(Point-per-instance localization data)

______

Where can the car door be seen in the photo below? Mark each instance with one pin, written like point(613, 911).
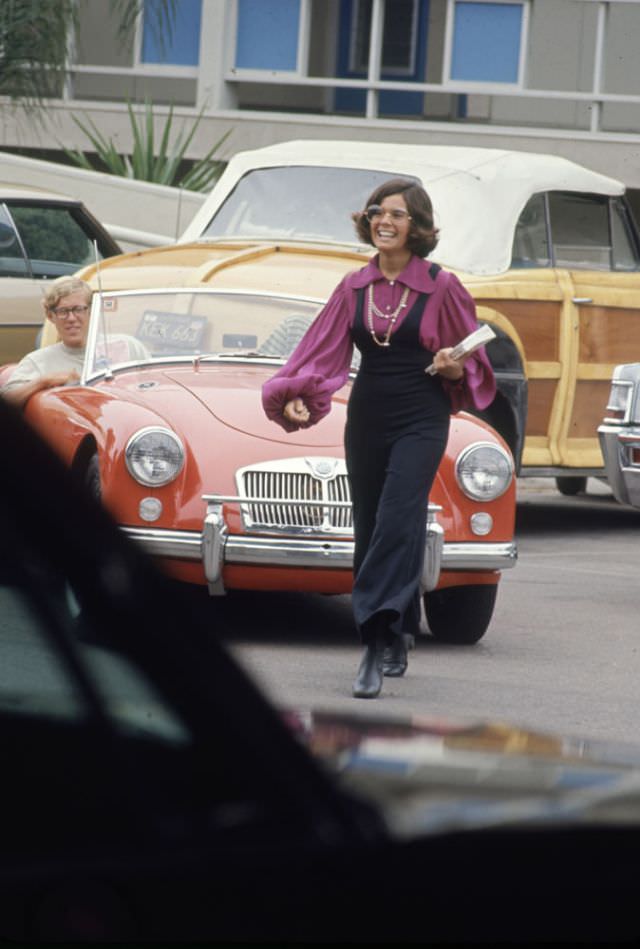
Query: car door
point(595, 253)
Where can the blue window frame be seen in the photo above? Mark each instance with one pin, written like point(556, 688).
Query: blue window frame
point(182, 47)
point(404, 50)
point(267, 35)
point(486, 41)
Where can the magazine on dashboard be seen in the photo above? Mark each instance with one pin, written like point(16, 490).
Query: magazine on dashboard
point(468, 345)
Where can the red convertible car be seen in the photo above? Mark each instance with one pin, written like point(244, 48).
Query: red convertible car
point(166, 424)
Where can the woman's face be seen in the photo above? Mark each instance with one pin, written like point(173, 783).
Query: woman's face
point(390, 228)
point(70, 317)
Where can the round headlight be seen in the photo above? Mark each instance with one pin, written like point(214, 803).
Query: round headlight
point(154, 456)
point(484, 471)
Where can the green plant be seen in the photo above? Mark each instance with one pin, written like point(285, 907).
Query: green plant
point(162, 165)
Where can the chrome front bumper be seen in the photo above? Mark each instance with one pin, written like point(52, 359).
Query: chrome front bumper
point(215, 548)
point(617, 443)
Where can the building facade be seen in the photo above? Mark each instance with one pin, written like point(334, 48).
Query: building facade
point(555, 76)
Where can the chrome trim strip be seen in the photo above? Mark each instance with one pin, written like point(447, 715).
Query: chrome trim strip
point(479, 556)
point(307, 552)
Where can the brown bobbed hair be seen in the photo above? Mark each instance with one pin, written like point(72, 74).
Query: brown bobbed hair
point(423, 236)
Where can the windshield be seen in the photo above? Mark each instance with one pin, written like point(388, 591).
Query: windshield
point(297, 203)
point(142, 327)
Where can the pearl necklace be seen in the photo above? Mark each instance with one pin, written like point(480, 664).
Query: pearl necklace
point(391, 317)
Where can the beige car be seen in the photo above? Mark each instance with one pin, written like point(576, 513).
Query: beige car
point(43, 235)
point(548, 249)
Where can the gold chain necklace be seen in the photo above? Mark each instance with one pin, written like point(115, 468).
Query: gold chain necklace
point(391, 317)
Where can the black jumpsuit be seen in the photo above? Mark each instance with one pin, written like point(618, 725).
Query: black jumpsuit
point(395, 436)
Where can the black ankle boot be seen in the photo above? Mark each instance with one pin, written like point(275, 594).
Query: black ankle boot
point(395, 657)
point(369, 678)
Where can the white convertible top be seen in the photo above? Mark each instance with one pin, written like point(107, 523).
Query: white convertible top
point(477, 193)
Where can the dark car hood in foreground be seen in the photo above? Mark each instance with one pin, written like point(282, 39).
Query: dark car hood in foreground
point(432, 777)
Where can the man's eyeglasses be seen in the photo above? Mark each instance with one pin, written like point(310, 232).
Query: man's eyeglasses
point(374, 213)
point(65, 311)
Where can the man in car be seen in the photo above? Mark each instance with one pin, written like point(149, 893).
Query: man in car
point(67, 304)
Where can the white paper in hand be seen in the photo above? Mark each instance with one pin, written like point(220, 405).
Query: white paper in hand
point(468, 345)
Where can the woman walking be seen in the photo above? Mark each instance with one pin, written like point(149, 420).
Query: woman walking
point(402, 313)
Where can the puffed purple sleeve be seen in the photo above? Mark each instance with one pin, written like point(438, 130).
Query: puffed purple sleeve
point(456, 318)
point(318, 366)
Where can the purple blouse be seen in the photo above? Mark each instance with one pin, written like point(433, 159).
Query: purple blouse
point(320, 364)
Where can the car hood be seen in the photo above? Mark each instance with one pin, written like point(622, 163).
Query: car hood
point(432, 777)
point(231, 393)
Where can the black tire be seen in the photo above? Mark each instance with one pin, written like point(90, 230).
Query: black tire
point(569, 486)
point(460, 615)
point(92, 478)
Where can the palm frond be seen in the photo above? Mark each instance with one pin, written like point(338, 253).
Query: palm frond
point(33, 48)
point(163, 164)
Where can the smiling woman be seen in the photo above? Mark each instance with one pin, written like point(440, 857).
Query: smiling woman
point(402, 313)
point(66, 305)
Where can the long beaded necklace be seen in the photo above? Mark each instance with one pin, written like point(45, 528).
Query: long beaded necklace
point(391, 317)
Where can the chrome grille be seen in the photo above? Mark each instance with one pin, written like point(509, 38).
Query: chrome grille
point(279, 485)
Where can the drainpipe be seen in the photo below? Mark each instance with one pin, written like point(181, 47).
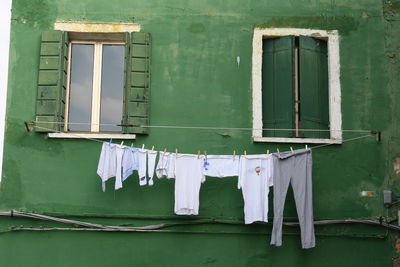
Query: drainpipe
point(5, 24)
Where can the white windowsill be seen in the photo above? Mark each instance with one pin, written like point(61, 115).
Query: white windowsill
point(297, 140)
point(91, 135)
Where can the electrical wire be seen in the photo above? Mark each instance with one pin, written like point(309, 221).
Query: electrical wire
point(112, 228)
point(101, 141)
point(207, 127)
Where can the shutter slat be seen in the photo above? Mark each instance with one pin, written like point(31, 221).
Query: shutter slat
point(277, 86)
point(137, 83)
point(50, 104)
point(314, 94)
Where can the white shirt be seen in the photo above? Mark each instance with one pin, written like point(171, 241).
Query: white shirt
point(255, 178)
point(107, 166)
point(188, 179)
point(221, 165)
point(166, 165)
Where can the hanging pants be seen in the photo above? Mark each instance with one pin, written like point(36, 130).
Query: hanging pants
point(293, 168)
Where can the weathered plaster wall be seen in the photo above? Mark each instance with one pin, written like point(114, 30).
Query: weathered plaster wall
point(196, 81)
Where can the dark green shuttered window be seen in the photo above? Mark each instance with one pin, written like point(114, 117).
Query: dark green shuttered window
point(295, 92)
point(52, 82)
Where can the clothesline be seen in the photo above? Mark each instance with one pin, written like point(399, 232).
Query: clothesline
point(372, 133)
point(210, 128)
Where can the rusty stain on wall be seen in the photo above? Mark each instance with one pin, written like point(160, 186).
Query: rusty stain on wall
point(396, 165)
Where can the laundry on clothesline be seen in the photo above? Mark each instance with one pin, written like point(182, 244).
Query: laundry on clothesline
point(256, 174)
point(255, 178)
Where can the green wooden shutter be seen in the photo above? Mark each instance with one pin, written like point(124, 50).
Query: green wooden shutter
point(137, 85)
point(278, 86)
point(50, 101)
point(314, 94)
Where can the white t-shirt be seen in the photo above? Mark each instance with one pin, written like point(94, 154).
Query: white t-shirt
point(166, 165)
point(255, 178)
point(221, 165)
point(107, 166)
point(188, 179)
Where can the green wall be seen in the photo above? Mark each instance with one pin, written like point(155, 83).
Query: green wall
point(196, 82)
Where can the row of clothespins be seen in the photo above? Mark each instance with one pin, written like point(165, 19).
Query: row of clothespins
point(205, 152)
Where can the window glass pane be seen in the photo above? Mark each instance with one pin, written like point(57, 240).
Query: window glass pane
point(80, 98)
point(112, 88)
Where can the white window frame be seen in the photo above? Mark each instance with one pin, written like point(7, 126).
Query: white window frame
point(93, 27)
point(335, 114)
point(96, 87)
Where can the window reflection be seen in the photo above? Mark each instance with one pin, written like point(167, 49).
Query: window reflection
point(112, 87)
point(81, 87)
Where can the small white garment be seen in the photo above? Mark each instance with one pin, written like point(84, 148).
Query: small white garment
point(151, 164)
point(142, 156)
point(255, 178)
point(118, 172)
point(107, 166)
point(130, 162)
point(221, 165)
point(188, 179)
point(166, 165)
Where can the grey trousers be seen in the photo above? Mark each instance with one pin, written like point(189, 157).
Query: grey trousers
point(293, 168)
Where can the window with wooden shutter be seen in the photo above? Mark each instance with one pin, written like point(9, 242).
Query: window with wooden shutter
point(50, 103)
point(137, 87)
point(93, 82)
point(295, 93)
point(314, 98)
point(277, 84)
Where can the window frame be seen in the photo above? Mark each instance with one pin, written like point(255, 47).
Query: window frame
point(96, 87)
point(88, 28)
point(335, 115)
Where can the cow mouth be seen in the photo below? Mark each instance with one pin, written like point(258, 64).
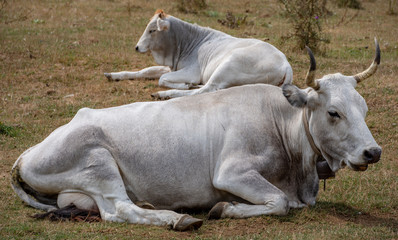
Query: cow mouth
point(359, 168)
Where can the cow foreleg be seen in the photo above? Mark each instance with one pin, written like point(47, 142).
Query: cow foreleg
point(150, 73)
point(248, 184)
point(182, 79)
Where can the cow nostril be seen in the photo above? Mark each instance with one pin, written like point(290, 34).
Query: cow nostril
point(372, 155)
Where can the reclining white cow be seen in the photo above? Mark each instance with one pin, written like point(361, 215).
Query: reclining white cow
point(254, 145)
point(202, 56)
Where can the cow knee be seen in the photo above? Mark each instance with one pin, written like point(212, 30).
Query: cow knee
point(280, 204)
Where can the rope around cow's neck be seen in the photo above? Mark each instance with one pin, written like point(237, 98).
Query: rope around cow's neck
point(311, 141)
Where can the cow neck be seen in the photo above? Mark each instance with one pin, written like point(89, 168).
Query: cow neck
point(186, 43)
point(308, 134)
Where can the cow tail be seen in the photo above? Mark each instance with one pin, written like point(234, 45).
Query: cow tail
point(288, 75)
point(21, 188)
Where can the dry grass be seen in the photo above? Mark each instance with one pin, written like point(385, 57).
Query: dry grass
point(53, 54)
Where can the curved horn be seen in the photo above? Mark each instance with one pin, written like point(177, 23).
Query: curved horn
point(310, 79)
point(372, 69)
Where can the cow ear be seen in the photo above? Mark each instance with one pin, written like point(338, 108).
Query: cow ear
point(294, 95)
point(163, 25)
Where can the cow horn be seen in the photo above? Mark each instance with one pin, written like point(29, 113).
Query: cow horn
point(310, 79)
point(372, 69)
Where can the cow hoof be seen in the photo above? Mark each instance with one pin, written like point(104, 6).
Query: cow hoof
point(145, 205)
point(217, 210)
point(109, 77)
point(188, 223)
point(155, 96)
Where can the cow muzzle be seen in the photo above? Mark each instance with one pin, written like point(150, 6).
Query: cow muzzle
point(371, 155)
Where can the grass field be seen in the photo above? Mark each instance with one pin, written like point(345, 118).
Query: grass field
point(54, 53)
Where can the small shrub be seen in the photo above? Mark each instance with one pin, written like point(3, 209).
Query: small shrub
point(232, 21)
point(349, 3)
point(305, 16)
point(191, 6)
point(8, 130)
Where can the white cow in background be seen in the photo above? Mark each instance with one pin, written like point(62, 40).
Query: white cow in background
point(204, 58)
point(244, 151)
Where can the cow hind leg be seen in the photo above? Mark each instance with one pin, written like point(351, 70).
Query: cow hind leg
point(149, 73)
point(103, 189)
point(240, 210)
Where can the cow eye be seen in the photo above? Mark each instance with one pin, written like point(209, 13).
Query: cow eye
point(334, 114)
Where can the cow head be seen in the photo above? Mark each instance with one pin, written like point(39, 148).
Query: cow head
point(154, 36)
point(336, 117)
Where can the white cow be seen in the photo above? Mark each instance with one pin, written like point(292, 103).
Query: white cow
point(254, 145)
point(204, 58)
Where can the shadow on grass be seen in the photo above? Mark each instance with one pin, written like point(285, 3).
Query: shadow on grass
point(341, 213)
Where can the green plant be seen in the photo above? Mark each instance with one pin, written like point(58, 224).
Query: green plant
point(349, 3)
point(305, 16)
point(8, 130)
point(191, 6)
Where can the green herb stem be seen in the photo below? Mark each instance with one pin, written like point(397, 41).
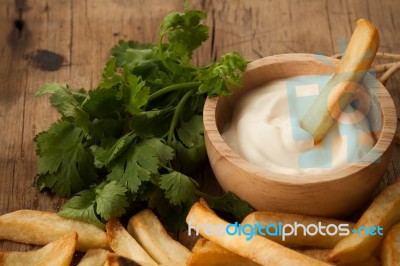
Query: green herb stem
point(161, 52)
point(177, 112)
point(174, 87)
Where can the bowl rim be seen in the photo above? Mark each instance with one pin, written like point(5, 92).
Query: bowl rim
point(383, 143)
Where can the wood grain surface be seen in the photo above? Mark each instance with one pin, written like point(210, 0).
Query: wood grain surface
point(69, 41)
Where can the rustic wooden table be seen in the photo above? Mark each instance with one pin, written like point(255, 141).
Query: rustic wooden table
point(69, 41)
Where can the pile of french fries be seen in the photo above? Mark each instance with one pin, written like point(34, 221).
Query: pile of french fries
point(145, 241)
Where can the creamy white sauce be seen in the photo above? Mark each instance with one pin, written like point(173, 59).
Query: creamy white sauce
point(265, 130)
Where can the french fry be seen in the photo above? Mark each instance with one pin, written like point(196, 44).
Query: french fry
point(208, 253)
point(322, 254)
point(337, 93)
point(122, 243)
point(259, 249)
point(59, 252)
point(390, 252)
point(117, 260)
point(383, 212)
point(41, 228)
point(324, 240)
point(94, 257)
point(151, 235)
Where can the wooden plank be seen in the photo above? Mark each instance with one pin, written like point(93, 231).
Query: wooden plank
point(76, 37)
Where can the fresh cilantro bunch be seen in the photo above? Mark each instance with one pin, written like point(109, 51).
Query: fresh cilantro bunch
point(133, 141)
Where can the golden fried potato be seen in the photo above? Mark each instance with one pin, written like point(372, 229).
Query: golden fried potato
point(259, 249)
point(117, 260)
point(59, 252)
point(381, 215)
point(208, 253)
point(322, 254)
point(151, 235)
point(123, 244)
point(337, 93)
point(266, 218)
point(94, 257)
point(41, 228)
point(390, 252)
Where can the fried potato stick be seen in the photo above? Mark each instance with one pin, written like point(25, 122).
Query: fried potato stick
point(383, 212)
point(208, 253)
point(59, 252)
point(324, 240)
point(151, 235)
point(122, 243)
point(259, 249)
point(94, 257)
point(322, 254)
point(390, 252)
point(41, 228)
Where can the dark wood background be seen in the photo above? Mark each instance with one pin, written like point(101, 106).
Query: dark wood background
point(68, 41)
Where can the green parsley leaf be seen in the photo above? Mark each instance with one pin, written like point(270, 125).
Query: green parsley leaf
point(103, 157)
point(105, 201)
point(139, 163)
point(64, 165)
point(179, 188)
point(216, 77)
point(137, 133)
point(81, 207)
point(111, 200)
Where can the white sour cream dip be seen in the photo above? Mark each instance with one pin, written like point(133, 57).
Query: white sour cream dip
point(265, 129)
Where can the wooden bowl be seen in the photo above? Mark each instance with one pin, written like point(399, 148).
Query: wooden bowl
point(334, 194)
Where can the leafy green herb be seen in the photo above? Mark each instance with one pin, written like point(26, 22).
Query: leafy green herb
point(133, 141)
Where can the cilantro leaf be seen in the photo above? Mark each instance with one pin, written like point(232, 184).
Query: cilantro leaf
point(97, 204)
point(109, 148)
point(184, 32)
point(103, 156)
point(190, 147)
point(111, 200)
point(179, 188)
point(81, 207)
point(139, 163)
point(68, 102)
point(153, 123)
point(64, 165)
point(216, 77)
point(133, 91)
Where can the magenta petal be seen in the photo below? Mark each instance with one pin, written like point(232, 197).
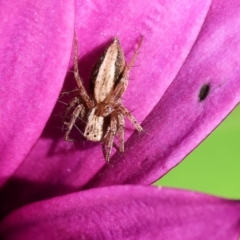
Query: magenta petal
point(168, 37)
point(183, 118)
point(126, 212)
point(35, 46)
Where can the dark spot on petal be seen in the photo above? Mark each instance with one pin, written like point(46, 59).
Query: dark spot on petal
point(204, 91)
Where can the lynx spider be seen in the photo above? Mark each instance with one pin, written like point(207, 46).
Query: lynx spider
point(104, 111)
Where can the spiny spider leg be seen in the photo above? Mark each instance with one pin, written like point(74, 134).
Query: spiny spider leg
point(71, 123)
point(71, 104)
point(112, 133)
point(82, 90)
point(120, 131)
point(133, 120)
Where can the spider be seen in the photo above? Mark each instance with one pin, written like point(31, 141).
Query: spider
point(104, 112)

______

Exercise description
What are the lines of the data above that include the string "below"? Copy them.

Reply to the task
Where can the car door be seen in the photo below? Mark each instance with one pin, written like point(613, 911).
Where can the drainpipe be seen in the photo below? Mark each instance with one pin, written like point(181, 47).
Where can the cow mouth be seen in the photo below? Mark each instance with one pin, written like point(258, 64).
Where can the green herb stem be seen in the photo below? Mark each instance with one pin, written like point(397, 41).
Where can the magenta petal be seen in the photo below? Mark each instance with one pin, written like point(232, 197).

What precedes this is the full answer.